[Photo-based point labeling data]
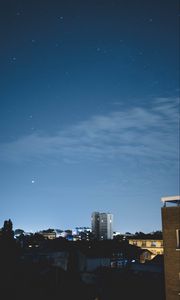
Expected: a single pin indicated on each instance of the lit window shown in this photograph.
(153, 244)
(177, 238)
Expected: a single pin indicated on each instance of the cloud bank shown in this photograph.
(149, 132)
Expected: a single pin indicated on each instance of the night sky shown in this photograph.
(88, 111)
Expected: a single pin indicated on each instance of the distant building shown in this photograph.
(48, 234)
(171, 236)
(102, 225)
(154, 246)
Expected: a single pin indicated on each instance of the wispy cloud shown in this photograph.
(150, 133)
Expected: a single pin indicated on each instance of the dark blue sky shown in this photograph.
(89, 111)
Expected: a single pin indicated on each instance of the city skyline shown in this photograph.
(89, 117)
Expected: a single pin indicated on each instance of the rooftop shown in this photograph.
(171, 199)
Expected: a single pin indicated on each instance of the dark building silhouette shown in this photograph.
(171, 236)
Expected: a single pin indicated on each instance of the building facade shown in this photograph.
(102, 225)
(153, 245)
(171, 236)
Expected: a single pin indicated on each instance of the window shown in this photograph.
(178, 239)
(153, 244)
(143, 243)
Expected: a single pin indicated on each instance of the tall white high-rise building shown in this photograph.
(102, 225)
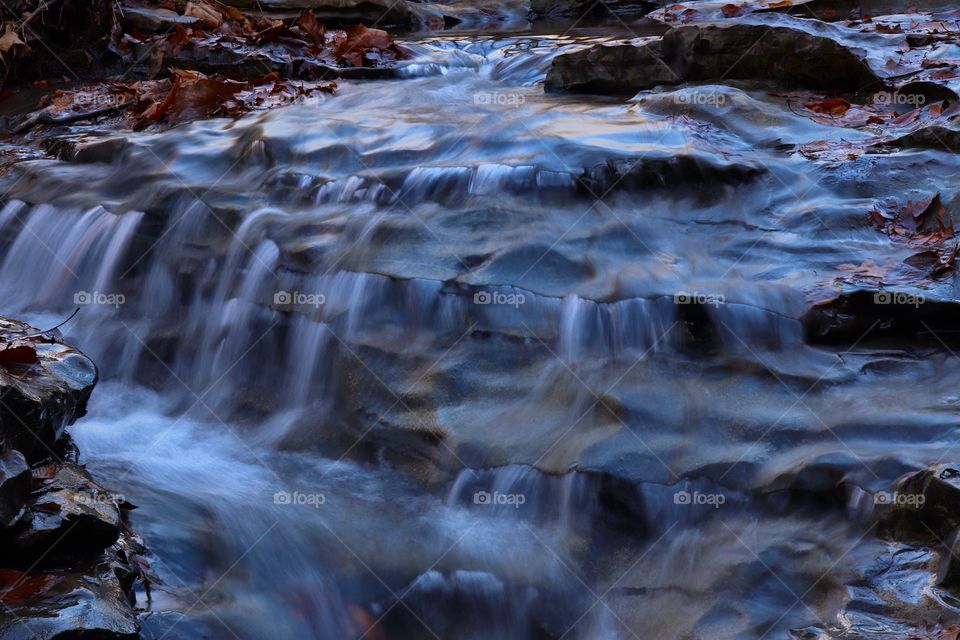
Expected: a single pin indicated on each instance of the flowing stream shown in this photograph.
(449, 357)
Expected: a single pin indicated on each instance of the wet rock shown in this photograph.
(948, 575)
(933, 137)
(71, 515)
(852, 316)
(704, 53)
(90, 603)
(371, 12)
(39, 401)
(14, 486)
(923, 506)
(579, 7)
(154, 20)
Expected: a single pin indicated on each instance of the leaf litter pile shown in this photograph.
(213, 61)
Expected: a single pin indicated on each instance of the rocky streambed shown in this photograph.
(69, 561)
(637, 322)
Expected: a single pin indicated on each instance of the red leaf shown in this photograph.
(836, 106)
(16, 586)
(18, 354)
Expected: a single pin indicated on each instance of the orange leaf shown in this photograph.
(836, 106)
(16, 586)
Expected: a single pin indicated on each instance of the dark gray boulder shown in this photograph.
(38, 401)
(712, 53)
(15, 482)
(71, 515)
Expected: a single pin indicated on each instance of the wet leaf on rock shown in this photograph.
(919, 223)
(17, 354)
(17, 586)
(45, 472)
(836, 106)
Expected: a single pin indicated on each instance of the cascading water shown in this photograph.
(434, 358)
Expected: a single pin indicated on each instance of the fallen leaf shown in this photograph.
(836, 106)
(9, 40)
(45, 472)
(16, 586)
(17, 354)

- [PROBLEM TO SOLVE]
Produce an exact copy of the lines from the one containing "wet rock shown in this photograph." through the last line, and of nothing else.

- [WORKED SOLUTION]
Expected: a single pin indicated on each instance of the wet rock shown in this photograph.
(948, 575)
(933, 137)
(71, 515)
(852, 316)
(704, 53)
(90, 603)
(371, 12)
(39, 401)
(14, 486)
(923, 506)
(579, 7)
(154, 20)
Expected: a single pin indicated on each instance of the leaf litter pile shown in this photograph.
(213, 61)
Expected: a single pin indicated on each instance of the rocky streambed shown in this photograph.
(69, 561)
(637, 322)
Expected: a single pin indicated on each instance of the red leaf shown in this photograph.
(836, 106)
(16, 586)
(18, 354)
Expected: a single pin indicated on each instance of the orange leaf shown in this photograph.
(836, 106)
(16, 586)
Expected: a single pin indicated on each instance of the dark gray boulder shown in this photograph.
(38, 401)
(712, 53)
(15, 482)
(71, 515)
Expected: a single pin indicated on each instance of the wet leaf on rock shown in this photograph.
(919, 223)
(17, 354)
(17, 586)
(45, 472)
(836, 106)
Expected: a single pin indicated on each instance of the cascading water shown in this photograph.
(434, 358)
Expected: a single pin indicated on each instance of the fallen leaf shown in this photograph.
(836, 106)
(9, 40)
(45, 472)
(16, 586)
(17, 354)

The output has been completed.